**What you need to do:**
Rewrite the records as a numbered list, from the first line through the line with "top-left (227, 243), bottom-right (253, 277)", and drop any blank lines.

**Given data:**
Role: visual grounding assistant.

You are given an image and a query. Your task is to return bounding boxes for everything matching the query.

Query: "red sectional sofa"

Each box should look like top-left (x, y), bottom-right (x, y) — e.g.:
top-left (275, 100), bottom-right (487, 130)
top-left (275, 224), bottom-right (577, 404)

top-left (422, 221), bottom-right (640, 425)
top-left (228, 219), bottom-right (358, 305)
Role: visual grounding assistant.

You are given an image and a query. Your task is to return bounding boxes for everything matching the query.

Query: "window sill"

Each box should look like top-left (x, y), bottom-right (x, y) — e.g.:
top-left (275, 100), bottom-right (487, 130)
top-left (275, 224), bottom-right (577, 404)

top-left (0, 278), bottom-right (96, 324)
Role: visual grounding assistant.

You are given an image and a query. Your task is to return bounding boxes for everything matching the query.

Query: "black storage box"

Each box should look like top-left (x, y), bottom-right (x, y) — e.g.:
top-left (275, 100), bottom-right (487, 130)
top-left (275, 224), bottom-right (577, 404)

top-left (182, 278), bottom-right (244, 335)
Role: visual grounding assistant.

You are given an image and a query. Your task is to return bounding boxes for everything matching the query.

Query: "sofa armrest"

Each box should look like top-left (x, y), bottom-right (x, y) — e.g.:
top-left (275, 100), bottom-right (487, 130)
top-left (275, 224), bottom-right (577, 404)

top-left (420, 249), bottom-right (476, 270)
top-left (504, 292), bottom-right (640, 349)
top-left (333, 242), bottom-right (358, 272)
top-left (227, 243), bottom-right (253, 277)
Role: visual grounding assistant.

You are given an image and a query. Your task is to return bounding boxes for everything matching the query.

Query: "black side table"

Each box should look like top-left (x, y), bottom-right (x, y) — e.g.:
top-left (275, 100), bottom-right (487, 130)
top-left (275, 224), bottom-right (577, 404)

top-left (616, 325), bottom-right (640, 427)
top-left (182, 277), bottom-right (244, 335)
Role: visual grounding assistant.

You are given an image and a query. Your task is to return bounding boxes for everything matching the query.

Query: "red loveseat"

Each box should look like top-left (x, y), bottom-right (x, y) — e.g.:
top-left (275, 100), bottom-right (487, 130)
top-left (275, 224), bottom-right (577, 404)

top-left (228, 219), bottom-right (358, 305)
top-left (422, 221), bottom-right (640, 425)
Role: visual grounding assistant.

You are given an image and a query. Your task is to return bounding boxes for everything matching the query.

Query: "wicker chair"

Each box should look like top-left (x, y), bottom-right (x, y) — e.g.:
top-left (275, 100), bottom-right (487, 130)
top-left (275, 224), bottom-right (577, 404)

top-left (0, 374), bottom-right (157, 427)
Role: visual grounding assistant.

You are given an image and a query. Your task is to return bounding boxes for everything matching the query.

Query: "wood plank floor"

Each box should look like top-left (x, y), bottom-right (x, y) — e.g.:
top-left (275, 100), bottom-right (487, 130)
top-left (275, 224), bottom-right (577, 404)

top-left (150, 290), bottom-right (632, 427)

**Output of the task:**
1. Role: visual grounding assistant.
2. You are given an image and a query. Your task is to return bounding boxes for everything matching the query.
3. Query: "red sectional sofa"
4. Each box should look like top-left (x, y), bottom-right (x, y) — e.g.:
5. top-left (275, 100), bottom-right (487, 130)
6. top-left (275, 224), bottom-right (577, 404)
7. top-left (422, 221), bottom-right (640, 425)
8. top-left (228, 219), bottom-right (358, 305)
9. Role: visual grounding assistant.
10. You are given an image and a query. Your task is to return bounding boxes for everything matching the query.
11. Query: "window sill"
12. Each box should look like top-left (x, y), bottom-right (x, y) — e.g.:
13. top-left (275, 100), bottom-right (487, 130)
14. top-left (275, 224), bottom-right (577, 404)
15. top-left (0, 278), bottom-right (96, 324)
16. Role: visual grounding assistant.
17. You are given an image and a query. Your task is to return bounding boxes for everything matching the query.
18. Query: "black storage box"
19. Each box should look like top-left (x, y), bottom-right (x, y) — e.g.:
20. top-left (275, 100), bottom-right (487, 130)
21. top-left (275, 224), bottom-right (577, 404)
22. top-left (182, 278), bottom-right (244, 335)
23. Role: visual grounding assistant.
24. You are given an image and a query. Your task is to return bounding boxes for everything matching the query.
25. Query: "sofa armrest"
26. Each box should look like top-left (x, y), bottom-right (x, y) — e.g.:
27. top-left (275, 100), bottom-right (487, 130)
28. top-left (275, 224), bottom-right (577, 404)
29. top-left (420, 249), bottom-right (476, 270)
30. top-left (504, 292), bottom-right (640, 349)
31. top-left (333, 242), bottom-right (358, 272)
32. top-left (227, 243), bottom-right (253, 277)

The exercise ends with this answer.